The task: Write out the listing beneath this instruction in its entirety, exactly as it reads.

Records from a data collection:
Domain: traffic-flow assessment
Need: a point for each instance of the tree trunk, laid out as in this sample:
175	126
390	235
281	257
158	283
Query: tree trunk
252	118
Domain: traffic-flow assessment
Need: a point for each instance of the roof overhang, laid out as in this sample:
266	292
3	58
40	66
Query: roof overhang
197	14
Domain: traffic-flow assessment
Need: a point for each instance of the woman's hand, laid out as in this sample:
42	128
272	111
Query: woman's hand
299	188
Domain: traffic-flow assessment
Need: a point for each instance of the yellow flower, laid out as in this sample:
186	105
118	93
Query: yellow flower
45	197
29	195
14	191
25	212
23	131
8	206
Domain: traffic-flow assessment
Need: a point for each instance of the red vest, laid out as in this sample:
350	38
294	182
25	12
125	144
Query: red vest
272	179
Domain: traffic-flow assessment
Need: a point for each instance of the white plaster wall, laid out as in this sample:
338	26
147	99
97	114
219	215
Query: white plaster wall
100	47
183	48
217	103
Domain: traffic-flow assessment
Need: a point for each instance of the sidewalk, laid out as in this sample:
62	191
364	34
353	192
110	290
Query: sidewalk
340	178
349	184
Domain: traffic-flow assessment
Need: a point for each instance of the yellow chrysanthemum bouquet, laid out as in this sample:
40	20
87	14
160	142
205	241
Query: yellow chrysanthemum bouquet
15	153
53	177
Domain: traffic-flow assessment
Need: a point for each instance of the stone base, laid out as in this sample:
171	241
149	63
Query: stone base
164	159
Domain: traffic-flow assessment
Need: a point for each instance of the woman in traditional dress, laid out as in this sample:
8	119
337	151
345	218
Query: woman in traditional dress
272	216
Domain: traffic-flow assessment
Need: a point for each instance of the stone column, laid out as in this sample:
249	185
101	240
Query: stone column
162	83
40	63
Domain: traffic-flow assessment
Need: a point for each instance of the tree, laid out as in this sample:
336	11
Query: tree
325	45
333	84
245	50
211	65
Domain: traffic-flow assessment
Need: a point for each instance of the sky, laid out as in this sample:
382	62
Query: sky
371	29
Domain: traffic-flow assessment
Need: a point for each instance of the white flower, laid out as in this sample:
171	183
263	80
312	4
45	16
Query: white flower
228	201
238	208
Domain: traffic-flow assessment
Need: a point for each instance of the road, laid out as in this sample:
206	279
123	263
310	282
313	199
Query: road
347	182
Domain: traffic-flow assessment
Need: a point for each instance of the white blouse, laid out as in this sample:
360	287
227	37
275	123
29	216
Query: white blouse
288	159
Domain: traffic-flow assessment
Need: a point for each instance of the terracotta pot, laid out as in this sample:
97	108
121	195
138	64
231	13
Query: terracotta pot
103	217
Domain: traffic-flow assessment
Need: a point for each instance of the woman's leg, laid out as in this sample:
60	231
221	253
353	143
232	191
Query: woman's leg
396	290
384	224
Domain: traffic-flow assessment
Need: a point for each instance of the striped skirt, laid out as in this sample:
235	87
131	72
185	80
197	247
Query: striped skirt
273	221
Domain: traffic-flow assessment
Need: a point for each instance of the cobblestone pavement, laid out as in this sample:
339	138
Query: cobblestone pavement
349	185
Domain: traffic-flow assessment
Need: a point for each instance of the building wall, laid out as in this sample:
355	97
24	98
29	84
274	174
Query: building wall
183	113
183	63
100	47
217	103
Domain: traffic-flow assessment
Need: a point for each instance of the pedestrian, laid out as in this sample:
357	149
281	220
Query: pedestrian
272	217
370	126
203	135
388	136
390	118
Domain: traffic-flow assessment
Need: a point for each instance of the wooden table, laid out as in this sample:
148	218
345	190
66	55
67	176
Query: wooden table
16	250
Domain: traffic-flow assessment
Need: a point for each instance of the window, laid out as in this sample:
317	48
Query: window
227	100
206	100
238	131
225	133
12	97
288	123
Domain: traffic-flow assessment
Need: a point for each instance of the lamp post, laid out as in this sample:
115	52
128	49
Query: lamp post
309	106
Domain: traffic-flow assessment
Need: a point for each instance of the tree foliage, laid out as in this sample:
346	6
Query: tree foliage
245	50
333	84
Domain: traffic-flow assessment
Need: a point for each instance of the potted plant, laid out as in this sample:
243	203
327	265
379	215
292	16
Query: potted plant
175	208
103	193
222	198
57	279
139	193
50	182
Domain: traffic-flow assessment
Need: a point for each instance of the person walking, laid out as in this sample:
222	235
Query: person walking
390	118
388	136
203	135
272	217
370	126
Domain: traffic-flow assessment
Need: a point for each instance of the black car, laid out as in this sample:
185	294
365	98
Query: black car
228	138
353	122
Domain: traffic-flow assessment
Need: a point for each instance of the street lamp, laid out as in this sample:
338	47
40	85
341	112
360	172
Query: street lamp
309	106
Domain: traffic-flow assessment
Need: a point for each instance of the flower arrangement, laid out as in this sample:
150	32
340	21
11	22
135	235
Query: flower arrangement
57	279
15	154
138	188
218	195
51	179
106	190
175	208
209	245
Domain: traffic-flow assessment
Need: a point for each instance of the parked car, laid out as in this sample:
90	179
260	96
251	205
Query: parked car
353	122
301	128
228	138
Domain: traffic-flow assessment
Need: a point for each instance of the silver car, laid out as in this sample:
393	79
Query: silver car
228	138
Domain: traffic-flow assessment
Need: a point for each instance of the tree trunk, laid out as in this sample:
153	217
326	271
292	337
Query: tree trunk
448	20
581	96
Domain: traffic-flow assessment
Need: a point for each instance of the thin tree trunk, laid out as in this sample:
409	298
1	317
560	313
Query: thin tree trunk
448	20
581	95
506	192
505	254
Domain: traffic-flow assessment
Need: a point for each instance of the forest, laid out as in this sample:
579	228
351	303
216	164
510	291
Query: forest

Response to the task:
Domain: traffic-flow assessment
Need: a point for each instance of the tree trunk, laid out as in this sample:
175	126
390	235
281	257
158	283
Query: tree trunk
252	118
Domain: traffic-flow assessment
Need: a point for each instance of the roof overhang, laid out as in this sample:
266	292
3	58
40	66
Query: roof overhang
197	14
Domain: traffic-flow assessment
Need: a point for each instance of the woman's hand, laid out as in this sample:
42	128
272	111
Query: woman's hand
299	188
Domain: traffic-flow assessment
Need: a point for each instance of the yellow flower, laid out as in this sample:
186	105
118	93
Query: yellow flower
45	197
29	195
14	191
25	212
23	131
8	206
Domain: traffic-flow assessment
Need: a point for each instance of the red vest, laid out as in this sample:
350	38
294	182
25	12
125	144
Query: red vest
272	179
Domain: traffic-flow assessment
Need: a point for each instance of the white plaster wall, laid out as in this sample:
338	26
147	99
97	114
219	215
Query: white plaster wall
100	47
183	48
217	103
Domain: traffic-flow assessment
Need: a point for each instance of the sidewalk, laid out as in this sample:
62	191
364	34
353	192
110	290
Query: sidewalk
340	178
349	184
Domain: traffic-flow assessment
Need: a point for each instance of the yellow chrysanthemum bouquet, laid out as in this sample:
40	20
87	14
160	142
205	241
Query: yellow chrysanthemum bouquet
15	153
53	177
Domain: traffic-flow assessment
Need: a point for each instance of the stone base, laid out as in this sample:
171	241
149	63
Query: stone base
164	159
Domain: traffic-flow assessment
Need: a point for each instance of the woman in traditional dress, laid out as in this sample:
8	119
337	151
345	218
Query: woman in traditional dress
272	216
Domain: traffic-flow assessment
Need: a point for each instance of the stone column, laid out as in this sample:
249	185
101	240
Query: stone column
162	83
40	63
Domain: traffic-flow assessment
Need: a point for each instance of the tree, laid out as in this sample:
336	11
Query: tree
325	45
333	84
245	50
211	65
Domain: traffic-flow assessment
Need: a point for each instance of the sky, laid out as in this sample:
382	62
Query: sky
371	29
Domain: traffic-flow assessment
Need: a point for each instance of the white flower, laid out as in this sample:
171	183
263	80
312	4
45	16
Query: white flower
228	201
238	208
Domain: traffic-flow assessment
Need: a point for each instance of the road, laid out as in this sample:
206	279
123	263
310	282
313	199
Query: road
347	182
Domain: traffic-flow assessment
Need: a point for each instance of the white blouse, laid out as in this sample:
360	287
227	37
275	123
29	216
Query: white blouse
288	159
Domain: traffic-flow assessment
Need: a point for each instance of the terracotta pot, laid out as in this sample:
97	108
121	195
138	64
231	13
Query: terracotta pot
103	217
Domain: traffic-flow assessment
Need: a point for each instance of the woman's leg, laid out as in this sample:
60	231
221	253
353	143
232	191
Query: woman's leg
396	290
384	224
Domain: traffic-flow assessment
Need: a point for each instance of the striped skirt, laid out as in this sample:
235	87
131	72
185	80
197	247
Query: striped skirt
273	221
Domain: traffic-flow assessment
Need: a point for each instance of the cobblestone pavement, laid out as in this sample:
339	138
Query: cobblestone pavement
349	185
Domain: traffic-flow assessment
Need: a point for each instance of the building wall, laid out as in this sample:
355	97
24	98
29	84
274	174
Query: building wall
183	113
183	63
100	47
217	103
Domain: traffic-flow assessment
Need: a point for each instance of the pedestrian, laid out as in this sample:
357	149
281	220
Query: pedestrian
272	217
370	126
203	135
388	136
390	118
Domain: traffic-flow assessment
Need: a point for each instance of the wooden table, laid out as in this sample:
148	218
345	190
66	55
67	176
Query: wooden table
16	250
Domain: traffic-flow assessment
Need: a point for each instance of the window, laid out as in this sample:
317	48
Query: window
227	100
206	100
238	131
225	133
12	97
288	123
Domain: traffic-flow assessment
Need: a point for each instance of the lamp post, laid out as in this sample:
115	52
128	49
Query: lamp post
309	106
Domain: traffic-flow assessment
Need: a point for each instance of the tree foliage, laid out as in this sample:
346	6
Query: tree foliage
245	50
333	84
Domain: traffic-flow assessment
Need: a point for each instance of the potted plant, laid out as in this sample:
243	203
327	265
379	215
292	16
Query: potted plant
175	208
103	193
222	198
57	279
139	193
50	182
Domain: traffic-flow assessment
Need: a point for each instance of the person walking, laid out as in this sample:
222	235
Query: person walking
390	118
388	136
203	135
272	217
370	126
Domain: traffic-flow assessment
Need: a point for each instance of the black car, laid out as in this sample:
185	294
365	98
Query: black car
228	138
353	122
Domain: traffic-flow assessment
Need: a point for each instance of the street lamp, laid out as in this sample:
338	47
40	85
341	112
360	172
Query: street lamp
309	106
Domain: traffic-flow assessment
Need: a point for each instance of the flower arrangement, laid out as in this sample:
150	32
340	21
11	22
135	235
Query: flower arrangement
57	279
15	154
138	188
218	195
51	179
106	190
175	208
209	245
Domain: traffic-flow assessment
Need: a point for each instance of the parked car, laid out as in this sample:
90	179
260	96
251	205
Query: parked car
353	122
301	128
228	138
Domain: traffic-flow assessment
Need: a point for each instance of the silver car, laid out as in this sample:
393	79
Query: silver car
228	138
Domain: traffic-flow assessment
Need: a point for each instance of the tree trunk, laid out as in this sample:
153	217
326	271
292	337
Query: tree trunk
448	20
581	96
Domain: traffic-flow assessment
Need: a point for each instance of the thin tree trunk, laid out as in this sample:
409	298
1	317
560	313
Query: thin tree trunk
448	20
581	95
506	192
505	254
Domain: traffic-flow assessment
Need: a point for each instance of the forest, laid out as in this sample:
579	228
351	303
216	164
510	291
Query: forest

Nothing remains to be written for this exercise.